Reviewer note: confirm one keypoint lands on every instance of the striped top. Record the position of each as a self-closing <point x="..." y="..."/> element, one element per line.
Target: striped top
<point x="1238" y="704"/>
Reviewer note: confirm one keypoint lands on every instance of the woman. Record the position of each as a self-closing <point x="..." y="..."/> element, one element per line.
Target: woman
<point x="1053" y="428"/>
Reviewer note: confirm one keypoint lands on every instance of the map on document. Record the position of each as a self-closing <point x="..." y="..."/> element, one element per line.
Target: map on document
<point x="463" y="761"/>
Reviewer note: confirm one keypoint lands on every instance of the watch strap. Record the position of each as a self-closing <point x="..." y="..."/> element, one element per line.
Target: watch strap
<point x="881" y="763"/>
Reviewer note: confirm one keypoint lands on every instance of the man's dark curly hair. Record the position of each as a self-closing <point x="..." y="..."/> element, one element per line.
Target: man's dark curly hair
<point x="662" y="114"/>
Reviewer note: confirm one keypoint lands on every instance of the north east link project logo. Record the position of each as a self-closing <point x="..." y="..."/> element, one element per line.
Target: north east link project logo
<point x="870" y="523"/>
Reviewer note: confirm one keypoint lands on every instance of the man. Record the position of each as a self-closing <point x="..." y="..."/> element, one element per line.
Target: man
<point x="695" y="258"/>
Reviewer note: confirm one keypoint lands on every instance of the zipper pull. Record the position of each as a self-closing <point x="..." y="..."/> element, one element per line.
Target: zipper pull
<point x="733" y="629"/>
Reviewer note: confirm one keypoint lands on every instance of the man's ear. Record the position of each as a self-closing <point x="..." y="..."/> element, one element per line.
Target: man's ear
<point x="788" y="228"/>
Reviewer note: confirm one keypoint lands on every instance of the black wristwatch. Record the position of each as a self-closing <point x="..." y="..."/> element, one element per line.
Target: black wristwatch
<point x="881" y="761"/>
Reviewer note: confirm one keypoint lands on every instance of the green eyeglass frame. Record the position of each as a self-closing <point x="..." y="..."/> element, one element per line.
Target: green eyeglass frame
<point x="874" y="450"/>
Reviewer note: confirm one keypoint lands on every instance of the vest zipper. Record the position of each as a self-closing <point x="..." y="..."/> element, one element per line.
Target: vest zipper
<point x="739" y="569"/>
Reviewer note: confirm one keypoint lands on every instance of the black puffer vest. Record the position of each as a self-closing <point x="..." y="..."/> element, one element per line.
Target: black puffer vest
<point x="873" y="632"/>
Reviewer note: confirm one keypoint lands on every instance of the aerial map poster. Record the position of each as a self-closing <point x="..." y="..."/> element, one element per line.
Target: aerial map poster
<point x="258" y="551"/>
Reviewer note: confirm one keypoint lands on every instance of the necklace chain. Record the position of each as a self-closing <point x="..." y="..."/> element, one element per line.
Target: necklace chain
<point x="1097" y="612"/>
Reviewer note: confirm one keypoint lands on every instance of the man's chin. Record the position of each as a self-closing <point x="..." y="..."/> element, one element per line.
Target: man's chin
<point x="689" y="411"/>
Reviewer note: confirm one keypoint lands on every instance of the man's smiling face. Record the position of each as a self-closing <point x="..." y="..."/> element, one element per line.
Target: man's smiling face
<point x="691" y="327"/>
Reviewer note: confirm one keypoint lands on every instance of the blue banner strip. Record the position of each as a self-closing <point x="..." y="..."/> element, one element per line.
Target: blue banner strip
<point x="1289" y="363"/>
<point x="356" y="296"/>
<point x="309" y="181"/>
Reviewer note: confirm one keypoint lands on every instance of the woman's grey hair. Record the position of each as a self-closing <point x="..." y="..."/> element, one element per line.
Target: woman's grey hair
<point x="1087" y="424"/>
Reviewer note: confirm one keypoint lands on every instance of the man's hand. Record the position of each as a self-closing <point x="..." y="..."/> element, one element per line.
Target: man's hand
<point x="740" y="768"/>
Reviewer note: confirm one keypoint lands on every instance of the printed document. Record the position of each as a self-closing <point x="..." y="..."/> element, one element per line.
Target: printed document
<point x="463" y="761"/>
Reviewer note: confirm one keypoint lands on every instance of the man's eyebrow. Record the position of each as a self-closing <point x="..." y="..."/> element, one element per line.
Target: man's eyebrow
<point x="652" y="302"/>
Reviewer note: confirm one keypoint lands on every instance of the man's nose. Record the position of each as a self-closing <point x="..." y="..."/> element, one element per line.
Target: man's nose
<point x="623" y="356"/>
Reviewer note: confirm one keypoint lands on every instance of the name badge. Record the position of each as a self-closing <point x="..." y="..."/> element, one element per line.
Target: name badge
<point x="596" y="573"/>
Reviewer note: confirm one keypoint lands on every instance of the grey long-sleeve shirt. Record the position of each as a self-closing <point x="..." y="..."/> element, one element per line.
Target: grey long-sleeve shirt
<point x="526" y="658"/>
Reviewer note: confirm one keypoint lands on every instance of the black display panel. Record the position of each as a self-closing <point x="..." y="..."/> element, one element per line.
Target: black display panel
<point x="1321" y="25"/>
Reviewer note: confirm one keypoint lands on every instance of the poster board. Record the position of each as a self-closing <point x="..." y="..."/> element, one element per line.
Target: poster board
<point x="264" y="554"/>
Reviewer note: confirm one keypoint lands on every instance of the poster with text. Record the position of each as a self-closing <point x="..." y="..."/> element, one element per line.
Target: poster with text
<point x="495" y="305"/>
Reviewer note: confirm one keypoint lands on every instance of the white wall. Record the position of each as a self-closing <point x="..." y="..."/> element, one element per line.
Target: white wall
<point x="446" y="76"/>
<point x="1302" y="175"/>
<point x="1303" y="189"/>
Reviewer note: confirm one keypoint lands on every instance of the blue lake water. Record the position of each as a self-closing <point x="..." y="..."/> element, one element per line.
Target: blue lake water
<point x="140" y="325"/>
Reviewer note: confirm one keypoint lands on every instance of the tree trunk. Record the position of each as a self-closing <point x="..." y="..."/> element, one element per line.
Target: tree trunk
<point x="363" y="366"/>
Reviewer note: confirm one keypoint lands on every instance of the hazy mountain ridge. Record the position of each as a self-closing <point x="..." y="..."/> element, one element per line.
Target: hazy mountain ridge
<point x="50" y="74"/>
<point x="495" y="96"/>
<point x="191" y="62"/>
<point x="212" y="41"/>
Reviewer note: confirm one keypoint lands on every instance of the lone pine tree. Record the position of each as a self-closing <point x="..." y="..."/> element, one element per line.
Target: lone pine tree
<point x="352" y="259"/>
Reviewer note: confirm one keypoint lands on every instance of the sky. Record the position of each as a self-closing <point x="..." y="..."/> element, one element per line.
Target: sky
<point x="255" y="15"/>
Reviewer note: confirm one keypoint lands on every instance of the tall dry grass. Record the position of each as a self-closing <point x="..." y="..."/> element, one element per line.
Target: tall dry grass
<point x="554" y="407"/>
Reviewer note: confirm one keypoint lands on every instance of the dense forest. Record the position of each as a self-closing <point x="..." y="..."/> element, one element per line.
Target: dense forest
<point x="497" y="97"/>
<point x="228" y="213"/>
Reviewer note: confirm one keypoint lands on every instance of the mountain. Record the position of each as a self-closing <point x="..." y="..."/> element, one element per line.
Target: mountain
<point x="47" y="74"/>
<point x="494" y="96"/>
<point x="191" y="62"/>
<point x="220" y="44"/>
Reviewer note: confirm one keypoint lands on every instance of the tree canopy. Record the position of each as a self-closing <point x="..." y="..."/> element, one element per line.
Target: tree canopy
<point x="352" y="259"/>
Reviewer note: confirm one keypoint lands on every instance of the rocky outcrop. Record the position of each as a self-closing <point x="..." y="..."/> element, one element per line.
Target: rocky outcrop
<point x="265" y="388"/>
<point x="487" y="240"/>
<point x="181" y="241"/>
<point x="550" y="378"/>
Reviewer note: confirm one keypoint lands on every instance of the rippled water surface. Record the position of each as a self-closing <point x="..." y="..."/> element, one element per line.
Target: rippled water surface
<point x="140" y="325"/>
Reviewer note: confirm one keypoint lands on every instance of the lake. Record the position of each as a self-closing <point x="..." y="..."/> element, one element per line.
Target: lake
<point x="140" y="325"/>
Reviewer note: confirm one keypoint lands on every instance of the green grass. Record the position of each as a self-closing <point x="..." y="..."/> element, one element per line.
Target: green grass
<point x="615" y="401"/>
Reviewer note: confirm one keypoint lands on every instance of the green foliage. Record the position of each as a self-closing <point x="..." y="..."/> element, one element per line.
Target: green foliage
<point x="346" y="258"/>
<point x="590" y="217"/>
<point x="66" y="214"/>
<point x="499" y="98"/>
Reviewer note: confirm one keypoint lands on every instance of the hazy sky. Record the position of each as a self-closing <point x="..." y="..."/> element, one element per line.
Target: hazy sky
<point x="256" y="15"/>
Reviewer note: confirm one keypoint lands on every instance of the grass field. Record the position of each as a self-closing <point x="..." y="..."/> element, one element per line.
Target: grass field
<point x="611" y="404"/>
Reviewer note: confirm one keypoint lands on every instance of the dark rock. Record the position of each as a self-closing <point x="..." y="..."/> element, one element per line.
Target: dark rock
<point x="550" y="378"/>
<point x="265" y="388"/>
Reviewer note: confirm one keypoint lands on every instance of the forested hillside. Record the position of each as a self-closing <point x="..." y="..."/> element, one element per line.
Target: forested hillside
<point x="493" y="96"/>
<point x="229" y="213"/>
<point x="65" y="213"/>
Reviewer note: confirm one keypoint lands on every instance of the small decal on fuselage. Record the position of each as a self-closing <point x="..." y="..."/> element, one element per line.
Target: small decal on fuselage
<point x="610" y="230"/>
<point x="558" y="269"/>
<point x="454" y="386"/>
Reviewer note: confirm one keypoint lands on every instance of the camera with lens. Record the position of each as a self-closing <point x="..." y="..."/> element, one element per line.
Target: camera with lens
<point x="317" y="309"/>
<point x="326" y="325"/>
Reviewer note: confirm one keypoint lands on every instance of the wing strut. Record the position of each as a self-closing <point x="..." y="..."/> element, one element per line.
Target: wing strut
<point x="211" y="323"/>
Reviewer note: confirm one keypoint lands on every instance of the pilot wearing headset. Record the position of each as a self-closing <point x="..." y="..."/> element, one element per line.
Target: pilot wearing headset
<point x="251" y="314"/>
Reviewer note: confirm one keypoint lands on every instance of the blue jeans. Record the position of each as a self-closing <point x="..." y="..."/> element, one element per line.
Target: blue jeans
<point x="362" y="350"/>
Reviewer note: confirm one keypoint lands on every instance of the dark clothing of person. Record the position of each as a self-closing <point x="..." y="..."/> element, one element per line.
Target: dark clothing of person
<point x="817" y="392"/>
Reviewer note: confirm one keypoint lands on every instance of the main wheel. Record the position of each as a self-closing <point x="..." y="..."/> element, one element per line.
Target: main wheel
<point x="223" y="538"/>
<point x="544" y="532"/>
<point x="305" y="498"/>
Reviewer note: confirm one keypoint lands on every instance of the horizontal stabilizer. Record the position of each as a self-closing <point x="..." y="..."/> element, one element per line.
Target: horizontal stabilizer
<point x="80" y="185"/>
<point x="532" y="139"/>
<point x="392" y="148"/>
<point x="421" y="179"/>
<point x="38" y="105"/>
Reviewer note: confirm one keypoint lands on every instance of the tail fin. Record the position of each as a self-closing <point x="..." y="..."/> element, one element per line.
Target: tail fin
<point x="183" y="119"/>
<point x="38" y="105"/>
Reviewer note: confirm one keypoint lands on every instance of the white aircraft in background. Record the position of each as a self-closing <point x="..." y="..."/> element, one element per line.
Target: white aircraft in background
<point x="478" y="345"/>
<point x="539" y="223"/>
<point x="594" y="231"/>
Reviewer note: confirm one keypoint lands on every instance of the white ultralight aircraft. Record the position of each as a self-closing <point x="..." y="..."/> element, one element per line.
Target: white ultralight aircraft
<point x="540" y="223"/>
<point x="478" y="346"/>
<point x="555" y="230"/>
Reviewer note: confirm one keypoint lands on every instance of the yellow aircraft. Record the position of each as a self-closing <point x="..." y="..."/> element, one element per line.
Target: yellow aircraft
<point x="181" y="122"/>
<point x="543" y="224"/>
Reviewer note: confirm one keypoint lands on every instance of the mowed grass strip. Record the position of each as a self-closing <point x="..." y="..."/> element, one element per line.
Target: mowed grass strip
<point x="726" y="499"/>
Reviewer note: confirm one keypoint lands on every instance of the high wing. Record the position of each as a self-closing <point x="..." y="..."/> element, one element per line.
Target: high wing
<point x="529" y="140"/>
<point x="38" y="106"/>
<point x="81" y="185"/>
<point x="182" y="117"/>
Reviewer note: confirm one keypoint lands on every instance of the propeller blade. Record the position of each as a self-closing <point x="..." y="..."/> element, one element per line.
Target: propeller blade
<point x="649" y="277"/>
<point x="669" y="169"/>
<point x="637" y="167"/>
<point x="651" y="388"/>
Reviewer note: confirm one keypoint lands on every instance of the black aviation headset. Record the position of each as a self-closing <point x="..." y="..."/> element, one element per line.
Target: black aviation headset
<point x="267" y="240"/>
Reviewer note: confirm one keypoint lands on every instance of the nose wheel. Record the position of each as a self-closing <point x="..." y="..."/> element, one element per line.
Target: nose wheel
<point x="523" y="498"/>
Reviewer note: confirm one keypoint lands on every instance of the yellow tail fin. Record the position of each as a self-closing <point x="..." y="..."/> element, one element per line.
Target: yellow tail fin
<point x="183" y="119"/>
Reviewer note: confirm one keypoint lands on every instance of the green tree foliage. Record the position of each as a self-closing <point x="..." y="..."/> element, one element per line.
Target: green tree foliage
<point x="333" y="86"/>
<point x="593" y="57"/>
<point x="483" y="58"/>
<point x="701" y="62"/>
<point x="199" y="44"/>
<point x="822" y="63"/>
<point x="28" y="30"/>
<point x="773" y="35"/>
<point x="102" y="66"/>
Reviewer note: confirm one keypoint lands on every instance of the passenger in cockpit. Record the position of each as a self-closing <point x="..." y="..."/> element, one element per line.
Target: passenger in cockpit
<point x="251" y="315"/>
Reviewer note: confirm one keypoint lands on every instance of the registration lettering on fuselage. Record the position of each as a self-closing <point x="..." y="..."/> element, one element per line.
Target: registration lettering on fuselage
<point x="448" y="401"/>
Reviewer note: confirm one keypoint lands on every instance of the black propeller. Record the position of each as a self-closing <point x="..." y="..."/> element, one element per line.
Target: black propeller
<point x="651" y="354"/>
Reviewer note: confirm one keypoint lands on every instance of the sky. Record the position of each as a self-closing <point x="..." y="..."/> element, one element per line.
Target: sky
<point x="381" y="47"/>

What to do
From the entries above, restate word for word the lines from the line containing "of the zipper" to the line containing "of the vest", both ends included, and nothing more.

Answer box
Reviewer note: confirm one keypoint lands on every instance of the zipper pull. Record the position of each as a self-closing <point x="..." y="..."/> element, one element per line.
Target: zipper pull
<point x="733" y="629"/>
Reviewer note: confirm one keypoint lands on every instance of the man's ear. Record the position of each as a self-closing <point x="..." y="..."/> element, one element per line.
Target: man's ear
<point x="788" y="228"/>
Reviewer note: confirm one keypoint lands on every instance of the black wristwatch. Record the position of each as a self-closing <point x="..." y="..."/> element, one element per line.
Target: black wristwatch
<point x="881" y="761"/>
Reviewer note: confirm one keypoint lands on every instance of the green eyeglass frame. Record the position of each as a self-closing <point x="..." y="..."/> element, one element per line.
Target: green eyeglass frame
<point x="874" y="450"/>
Reviewer note: confirm one keypoint lands on every instance of the vest zipper. Record the position of each as a self-closing <point x="..." y="..."/> element, one element per line.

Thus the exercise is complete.